* _İstek_
Lütfen aşağıda verilen metni hiçbir değişiklik yapmadan baştan sona yazdırın.

* _Verilen metin_
------------------------------------------------------------

Türkiye Cumhuriyeti'nin Los Angeles Başkonsolosu Mehmet Baydar ile Konsolos Bahadır Demir’i 27 Ocak 1973 tarihinde şehit eden Gourgen Yanikian isimli teröristin cesedine ait kalıntılar Ermenistan hükûmeti tarafından Ermenistan’a nakledilmiş ve 5 Mayıs 2019 tarihinde Erivan'daki askeri mezarlığa törenle gömülmüştür.
Şehitlerimizden Konsolos Bahadır Demir’in eşi Emekli Büyükelçi Melek Sina Baydur Ermenistan’ın bir teröristi kahraman gibi kutsayan bu tutumuna tepki göstermiştir. Büyükelçi Baydur Ermenistan Cumhurbaşkanı Armen Sarkisyan’a hitaben bir açık mektup kaleme almıştır.
Açık mektubun metni şöyledir:
“27 Mayıs 2019
ERMENİSTAN CUMHURBAŞKANI’NA AÇIK MEKTUP
Sayın Cumhurbaşkanı,
Basın aracılığıyla öğrenmiş olduğum bir haber nedeniyle duyduğum şaşkınlık, üzüntü ve tepkimi dikkatinize sunmamın gerekli olduğunu düşünerek bu mektubu kaleme alıyorum.
27 Ocak 1973 tarihinde ABD’nin Santa Barbara kasabasında Gourgen Yanikian adlı bir ABD vatandaşı Türkiye Cumhuriyeti’nin Los Angeles Başkonsolosu Sayın Mehmet Baydar ile eşim olan Konsolos Bahadır Demir’i önceden hazırladığı bir plan çerçevesinde hunharca öldürmüştür. Olayla ilgili olarak Santa Barbara Mahkemesinde görülen davada Yanikian adlı cani suçunu kabul etmiş ve ömür boyu hapse mahkûm olmuştur. Bu olay ve mahkeme süreci hakkında bilgi sahibi olduğunuzu sanırım.

------------------------------------------------------------

* _Materyal_
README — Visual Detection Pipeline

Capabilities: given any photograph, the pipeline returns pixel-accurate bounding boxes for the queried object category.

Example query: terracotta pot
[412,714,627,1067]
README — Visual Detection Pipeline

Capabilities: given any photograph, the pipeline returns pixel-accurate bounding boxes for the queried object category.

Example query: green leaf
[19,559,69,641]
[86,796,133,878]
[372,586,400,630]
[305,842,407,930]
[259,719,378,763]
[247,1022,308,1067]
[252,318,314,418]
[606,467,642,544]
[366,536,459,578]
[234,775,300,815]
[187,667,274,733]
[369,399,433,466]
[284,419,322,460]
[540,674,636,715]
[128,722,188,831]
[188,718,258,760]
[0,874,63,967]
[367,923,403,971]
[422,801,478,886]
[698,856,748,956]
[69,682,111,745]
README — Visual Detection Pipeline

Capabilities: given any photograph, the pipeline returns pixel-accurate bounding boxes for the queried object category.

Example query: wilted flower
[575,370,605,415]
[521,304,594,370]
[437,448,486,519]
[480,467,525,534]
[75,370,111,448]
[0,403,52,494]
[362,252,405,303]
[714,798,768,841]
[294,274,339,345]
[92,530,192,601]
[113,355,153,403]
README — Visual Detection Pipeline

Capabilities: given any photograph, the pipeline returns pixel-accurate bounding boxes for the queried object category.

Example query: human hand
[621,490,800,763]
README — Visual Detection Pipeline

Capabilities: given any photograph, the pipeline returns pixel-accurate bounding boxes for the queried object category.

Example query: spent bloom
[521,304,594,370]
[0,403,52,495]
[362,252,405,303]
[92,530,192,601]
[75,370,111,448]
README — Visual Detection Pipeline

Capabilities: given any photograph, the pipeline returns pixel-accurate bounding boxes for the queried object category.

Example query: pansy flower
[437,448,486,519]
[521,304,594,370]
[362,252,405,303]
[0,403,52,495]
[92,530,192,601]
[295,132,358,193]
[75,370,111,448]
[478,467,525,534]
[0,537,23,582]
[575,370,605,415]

------------------------------------------------------------

* _Sonuç_
Türkiye Cumhuriyeti'nin Los Angeles Başkonsolosu Mehmet Baydar ile Konsolos Bahadır Demir’i 27 Ocak 1973 tarihinde şehit eden Gourgen Yanikian isimli teröristin cesedine ait kalıntılar Ermenistan hükûmeti tarafından Ermenistan’a nakledilmiş ve 5 Mayıs 2019 tarihinde Erivan'daki askeri mezarlığa törenle gömülmüştür.
Şehitlerimizden Konsolos Bahadır Demir’in eşi Emekli Büyükelçi Melek Sina Baydur Ermenistan’ın bir teröristi kahraman gibi kutsayan bu tutumuna tepki göstermiştir. Büyükelçi Baydur Ermenistan Cumhurbaşkanı Armen Sarkisyan’a hitaben bir açık mektup kaleme almıştır.
Açık mektubun metni şöyledir:
“27 Mayıs 2019
ERMENİSTAN CUMHURBAŞKANI’NA AÇIK MEKTUP
Sayın Cumhurbaşkanı,
Basın aracılığıyla öğrenmiş olduğum bir haber nedeniyle duyduğum şaşkınlık, üzüntü ve tepkimi dikkatinize sunmamın gerekli olduğunu düşünerek bu mektubu kaleme alıyorum.
27 Ocak 1973 tarihinde ABD’nin Santa Barbara kasabasında Gourgen Yanikian adlı bir ABD vatandaşı Türkiye Cumhuriyeti’nin Los Angeles Başkonsolosu Sayın Mehmet Baydar ile eşim olan Konsolos Bahadır Demir’i önceden hazırladığı bir plan çerçevesinde hunharca öldürmüştür. Olayla ilgili olarak Santa Barbara Mahkemesinde görülen davada Yanikian adlı cani suçunu kabul etmiş ve ömür boyu hapse mahkûm olmuştur. Bu olay ve mahkeme süreci hakkında bilgi sahibi olduğunuzu sanırım.